* [TEXTE PRÉSENTÉ]:

Tout juste noué, le mariage entre Microsoft et Mistral AI, jeune entreprise française, provoque déjà des remous. L’Union européenne estime que Paris n’a pas joué franc jeu.
Microsoft devient-elle un peu trop dominant dans le secteur critique de l’intelligence artificielle ? La France a-t-elle saboté des directives européennes pour protéger ses startups ? Les élus hexagonaux sont-ils trop sensibles aux lobbys américains de la tech ? Toutes ces questions et d’autres sont au cœur de nouvelles discussions à Bruxelles suite à l’investissement de Microsoft dans la jeune pousse Mistral AI.
L'UE regarde Microsoft de très près
Résumons l’affaire : le 26 février, Microsoft annonce investir 15 millions d’euros dans Mistral, l’entreprise hexagonale qui souhaite bousculer la domination de ChatGPT avec son nouveau chatbot surnommé « Le Chat ». L’accord est signé en grande pompe, Microsoft se félicite de cette opportunité de « débloquer de nouvelles opportunités commerciales » et Mistral annonce que son modèle de langage sera disponible sur le nuage Azure du géant.
Du côté de l’exécutif français, on se félicite aussi. Marina Ferrari, la toute fraîchement élue secrétaire d’État au Numérique, explique à La Tribune qu’il faut « se réjouir de cet accord » et que c’est une bonne chose « qu’une jeune entreprise française réussisse un partenariat de cette ampleur avec Microsoft ». Sauf qu’au-dessus, cette nouvelle fait grincer des dents. Quelques heures après l’annonce du partenariat, les autorités anticoncurrentielles européennes se sont mises à demander une enquête formelle pour déterminer si la domination de Microsoft dans le secteur de l’IA générative ne venait pas enfreindre les règles des 27.
Microsoft est déjà regardée de très près sur le sujet en raison de son investissement massif dans OpenAI. Dans ce cadre-là, l’investissement supplémentaire dans Mistral pourrait donner trop de pouvoir à un seul acteur, explique Reuters.

* [CONSIGNE 1]:
Traduisez en anglais, s'il vous plaît, cette phrase du texte sur Microsoft et Mistral AI : « Microsoft est déjà regardée de très près sur le sujet en raison de son investissement massif dans OpenAI. »
* [CONSIGNE 2]:
Prolongez le texte sur Microsoft et Mistral AI à partir de sa dernière phrase.

* [DONNÉES DE L'EXERCICE]:
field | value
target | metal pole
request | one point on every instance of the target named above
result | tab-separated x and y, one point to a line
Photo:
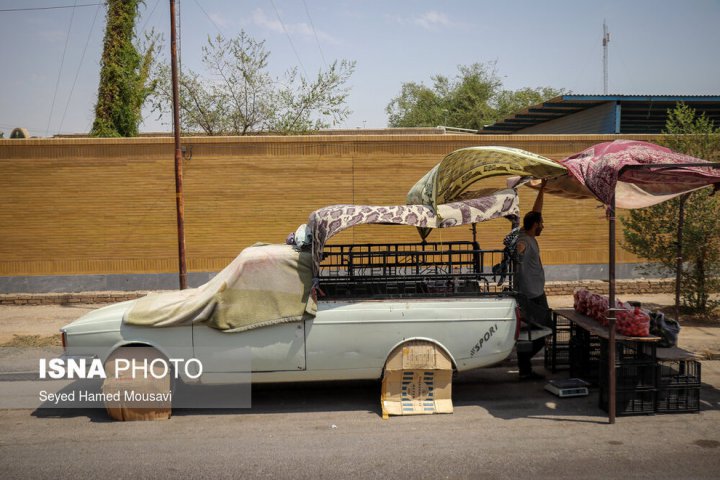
611	318
678	264
179	199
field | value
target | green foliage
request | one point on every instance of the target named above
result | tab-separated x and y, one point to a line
473	99
241	96
124	74
651	233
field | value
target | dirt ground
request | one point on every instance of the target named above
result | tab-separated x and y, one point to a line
40	324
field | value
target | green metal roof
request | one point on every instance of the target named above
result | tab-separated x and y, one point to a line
637	113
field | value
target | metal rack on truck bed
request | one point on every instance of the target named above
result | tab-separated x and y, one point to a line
413	270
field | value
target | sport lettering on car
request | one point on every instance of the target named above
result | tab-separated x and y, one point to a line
483	340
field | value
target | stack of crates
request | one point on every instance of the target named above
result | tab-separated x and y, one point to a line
635	378
557	345
678	386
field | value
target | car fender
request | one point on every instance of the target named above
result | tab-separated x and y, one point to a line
423	339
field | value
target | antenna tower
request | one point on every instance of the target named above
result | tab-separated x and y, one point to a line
606	40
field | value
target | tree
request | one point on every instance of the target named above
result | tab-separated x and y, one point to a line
124	75
691	221
241	96
473	99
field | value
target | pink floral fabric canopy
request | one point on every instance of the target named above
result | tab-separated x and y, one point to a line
598	169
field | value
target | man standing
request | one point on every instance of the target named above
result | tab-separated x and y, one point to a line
531	285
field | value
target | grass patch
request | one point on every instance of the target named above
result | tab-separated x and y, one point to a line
34	341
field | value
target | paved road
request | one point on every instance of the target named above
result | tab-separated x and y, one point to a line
501	428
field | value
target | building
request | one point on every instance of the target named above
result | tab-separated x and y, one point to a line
602	114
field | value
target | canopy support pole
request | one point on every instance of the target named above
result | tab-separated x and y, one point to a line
611	316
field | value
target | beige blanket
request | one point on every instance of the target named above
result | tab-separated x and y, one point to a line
264	285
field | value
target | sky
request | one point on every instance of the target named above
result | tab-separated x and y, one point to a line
50	57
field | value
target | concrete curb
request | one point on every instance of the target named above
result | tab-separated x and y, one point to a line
68	298
625	287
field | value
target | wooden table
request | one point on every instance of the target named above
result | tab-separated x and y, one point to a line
661	380
593	327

* [VOTRE RÉPONSE 1]:
Microsoft is already being watched very closely on the subject because of its massive investment in OpenAI.

* [VOTRE RÉPONSE 2]:
Un timing suspect
Mais il ne s’agit pas que d’une histoire de gros sous. Les autorités européennes se sont également ému du timing de cette annonce, quelques semaines à peine après l’adoption risquée de l’IA Act. Le gouvernement français et Mistral ont, à l'époque, poussé de toutes leurs forces pour que le texte soit le plus tendre possible avec les entreprises européennes, quitte à le faire quasiment capoter sur la ligne d’arrivée.
« Cette histoire semble avoir été une couverture pour une opération de lobbying des grandes entreprises technologiques américaines », a dénoncé Kim Van Sparrentak, députée européenne. « Les régulateurs se sont fait rouler », estime l’élue. L’Open Markets Institute, une ONG spécialisée dans le droit à la concurrence en Europe, estime que « cette annonce montre bien que les arguments pour faire échouer l’IA Act sur l’autel des “champions européens” n’étaient qu’une mascarade ».
La secrétaire d’État au Numérique se défend quant à elle d’un quelconque conflit d’intérêts. À La Tribune, elle précise que l’état n’avait « pas connaissance des négociations commerciales de Mistral » et que la position française visait simplement à « défendre l’intérêt général, par rapport à l’état du développement de l’IA dans notre pays ». À voir si Bruxelles se laisse convaincre.